* _INFORMATION SUPPLIED_:
----------

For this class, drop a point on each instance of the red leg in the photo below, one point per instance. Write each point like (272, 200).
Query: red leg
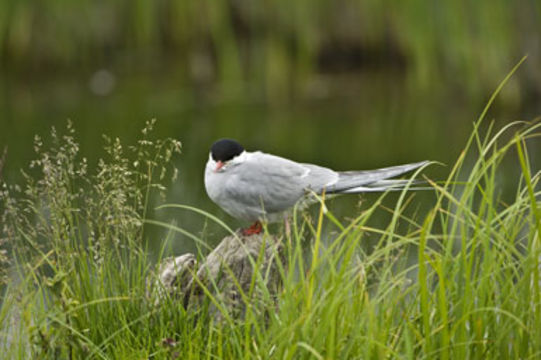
(256, 228)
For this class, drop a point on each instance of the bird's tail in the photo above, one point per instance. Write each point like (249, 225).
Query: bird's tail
(351, 182)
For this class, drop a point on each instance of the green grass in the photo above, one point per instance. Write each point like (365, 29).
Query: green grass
(276, 44)
(460, 280)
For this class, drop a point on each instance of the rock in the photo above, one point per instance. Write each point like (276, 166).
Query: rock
(225, 278)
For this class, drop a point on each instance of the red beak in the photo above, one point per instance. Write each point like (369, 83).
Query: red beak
(219, 165)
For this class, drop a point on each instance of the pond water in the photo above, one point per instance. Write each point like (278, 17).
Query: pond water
(346, 122)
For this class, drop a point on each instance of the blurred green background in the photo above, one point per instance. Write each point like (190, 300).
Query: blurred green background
(350, 84)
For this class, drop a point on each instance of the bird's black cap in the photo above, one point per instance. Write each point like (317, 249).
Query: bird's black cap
(225, 150)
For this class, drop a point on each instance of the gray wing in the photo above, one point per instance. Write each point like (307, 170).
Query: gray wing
(373, 180)
(275, 183)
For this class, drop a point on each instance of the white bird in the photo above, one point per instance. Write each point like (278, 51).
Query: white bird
(255, 186)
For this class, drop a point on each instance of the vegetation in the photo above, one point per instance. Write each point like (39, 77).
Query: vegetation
(459, 281)
(278, 44)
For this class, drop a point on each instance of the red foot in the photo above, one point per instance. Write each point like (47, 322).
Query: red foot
(256, 228)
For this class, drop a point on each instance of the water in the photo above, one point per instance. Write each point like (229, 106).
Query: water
(346, 122)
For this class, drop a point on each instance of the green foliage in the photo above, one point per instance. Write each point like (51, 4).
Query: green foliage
(275, 42)
(459, 281)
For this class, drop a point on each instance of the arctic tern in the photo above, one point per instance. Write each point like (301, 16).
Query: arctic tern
(256, 187)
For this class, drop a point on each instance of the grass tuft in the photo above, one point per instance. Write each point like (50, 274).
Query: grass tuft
(459, 280)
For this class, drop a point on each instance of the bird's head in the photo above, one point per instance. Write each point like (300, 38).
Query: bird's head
(224, 152)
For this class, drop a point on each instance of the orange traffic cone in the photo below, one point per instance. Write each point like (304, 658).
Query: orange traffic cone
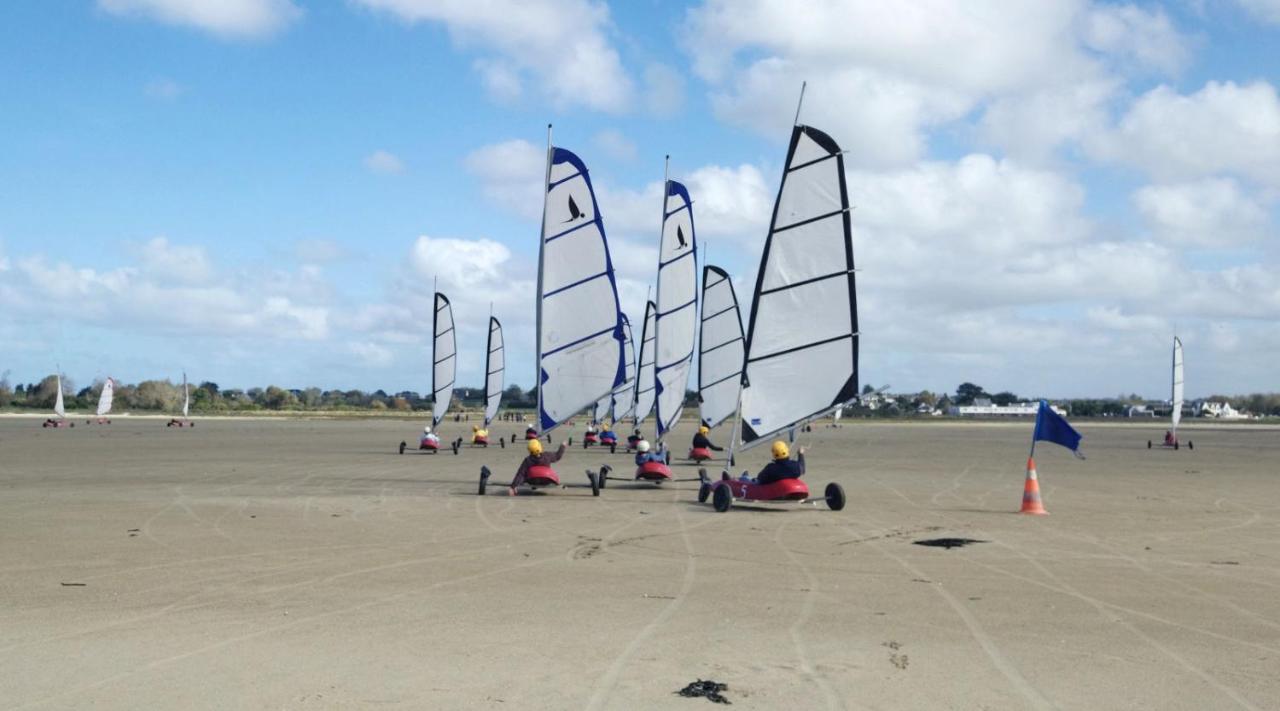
(1031, 492)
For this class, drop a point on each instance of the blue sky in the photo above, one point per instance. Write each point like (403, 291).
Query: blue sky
(263, 191)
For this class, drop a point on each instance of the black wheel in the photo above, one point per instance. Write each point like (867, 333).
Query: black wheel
(722, 498)
(835, 496)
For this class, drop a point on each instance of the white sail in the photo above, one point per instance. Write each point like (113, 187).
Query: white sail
(443, 358)
(579, 320)
(644, 373)
(801, 343)
(625, 395)
(677, 306)
(104, 401)
(600, 410)
(59, 406)
(496, 365)
(1178, 383)
(720, 349)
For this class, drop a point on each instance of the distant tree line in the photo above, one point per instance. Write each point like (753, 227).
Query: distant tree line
(209, 397)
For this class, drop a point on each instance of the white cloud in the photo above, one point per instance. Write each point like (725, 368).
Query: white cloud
(384, 163)
(227, 18)
(664, 90)
(1221, 128)
(615, 145)
(169, 263)
(164, 90)
(1136, 36)
(371, 355)
(883, 76)
(561, 44)
(172, 290)
(1210, 213)
(511, 174)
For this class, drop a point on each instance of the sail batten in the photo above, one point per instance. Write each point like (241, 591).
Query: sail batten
(721, 349)
(801, 340)
(580, 337)
(644, 370)
(676, 309)
(494, 367)
(444, 351)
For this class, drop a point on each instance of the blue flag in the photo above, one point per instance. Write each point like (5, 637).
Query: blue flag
(1051, 427)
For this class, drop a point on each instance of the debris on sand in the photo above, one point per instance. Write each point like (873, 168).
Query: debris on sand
(947, 542)
(708, 689)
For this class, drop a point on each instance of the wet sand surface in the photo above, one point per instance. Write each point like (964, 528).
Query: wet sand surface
(306, 564)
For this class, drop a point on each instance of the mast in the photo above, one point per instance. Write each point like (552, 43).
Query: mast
(542, 250)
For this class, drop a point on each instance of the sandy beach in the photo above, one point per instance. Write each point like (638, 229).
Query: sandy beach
(305, 564)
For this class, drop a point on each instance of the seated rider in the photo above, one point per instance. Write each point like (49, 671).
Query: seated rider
(644, 455)
(430, 437)
(702, 441)
(782, 466)
(536, 457)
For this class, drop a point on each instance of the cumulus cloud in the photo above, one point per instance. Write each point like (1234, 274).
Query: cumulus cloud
(225, 18)
(169, 290)
(1208, 213)
(511, 174)
(164, 90)
(615, 145)
(384, 163)
(885, 77)
(561, 45)
(1221, 128)
(1136, 36)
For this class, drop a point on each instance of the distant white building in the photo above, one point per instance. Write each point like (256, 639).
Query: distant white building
(1219, 410)
(983, 408)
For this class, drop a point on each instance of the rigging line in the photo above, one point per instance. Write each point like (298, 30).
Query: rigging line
(579, 341)
(593, 277)
(807, 282)
(801, 223)
(575, 228)
(814, 345)
(731, 341)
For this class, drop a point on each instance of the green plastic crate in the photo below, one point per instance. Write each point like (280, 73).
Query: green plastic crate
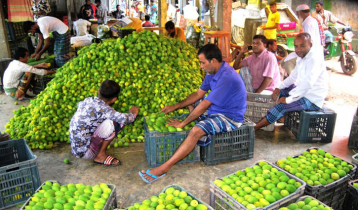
(351, 199)
(111, 203)
(230, 146)
(312, 126)
(331, 194)
(159, 147)
(19, 175)
(221, 200)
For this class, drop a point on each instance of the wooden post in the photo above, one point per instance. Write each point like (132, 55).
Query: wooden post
(162, 4)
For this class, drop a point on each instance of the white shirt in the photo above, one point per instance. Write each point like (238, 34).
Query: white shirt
(310, 78)
(14, 72)
(310, 25)
(80, 26)
(48, 24)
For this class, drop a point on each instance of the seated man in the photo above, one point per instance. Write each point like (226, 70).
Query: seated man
(305, 88)
(95, 124)
(174, 32)
(226, 105)
(262, 65)
(18, 75)
(147, 23)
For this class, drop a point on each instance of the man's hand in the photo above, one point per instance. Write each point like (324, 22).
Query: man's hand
(37, 57)
(168, 108)
(175, 123)
(276, 94)
(134, 110)
(282, 100)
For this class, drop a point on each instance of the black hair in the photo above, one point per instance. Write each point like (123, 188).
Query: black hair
(262, 37)
(147, 17)
(20, 52)
(109, 89)
(27, 26)
(270, 42)
(319, 2)
(211, 51)
(169, 25)
(272, 3)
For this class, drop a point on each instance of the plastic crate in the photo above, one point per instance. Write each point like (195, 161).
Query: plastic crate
(312, 126)
(15, 31)
(40, 83)
(331, 194)
(234, 145)
(220, 200)
(257, 107)
(111, 203)
(19, 175)
(353, 136)
(351, 199)
(159, 147)
(125, 32)
(177, 187)
(4, 63)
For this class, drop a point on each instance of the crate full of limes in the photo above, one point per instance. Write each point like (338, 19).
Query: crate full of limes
(161, 140)
(325, 174)
(172, 197)
(19, 174)
(53, 195)
(262, 186)
(351, 199)
(307, 202)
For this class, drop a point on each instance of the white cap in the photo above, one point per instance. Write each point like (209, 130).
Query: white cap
(302, 7)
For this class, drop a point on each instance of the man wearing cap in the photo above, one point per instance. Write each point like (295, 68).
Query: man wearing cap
(310, 25)
(305, 88)
(325, 16)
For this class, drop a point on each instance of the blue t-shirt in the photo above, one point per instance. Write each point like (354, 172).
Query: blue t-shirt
(228, 93)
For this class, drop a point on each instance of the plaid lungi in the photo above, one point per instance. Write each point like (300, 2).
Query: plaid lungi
(62, 48)
(280, 110)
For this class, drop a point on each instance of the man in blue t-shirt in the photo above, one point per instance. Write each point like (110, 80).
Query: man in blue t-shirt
(226, 106)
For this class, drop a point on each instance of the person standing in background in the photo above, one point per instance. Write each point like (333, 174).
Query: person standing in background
(273, 21)
(40, 8)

----------

* _YOUR GOAL_:
Count up the lines in the preceding data that include the word "below"; respond with the number only.

* _ANSWER TO THIS PROBLEM_:
3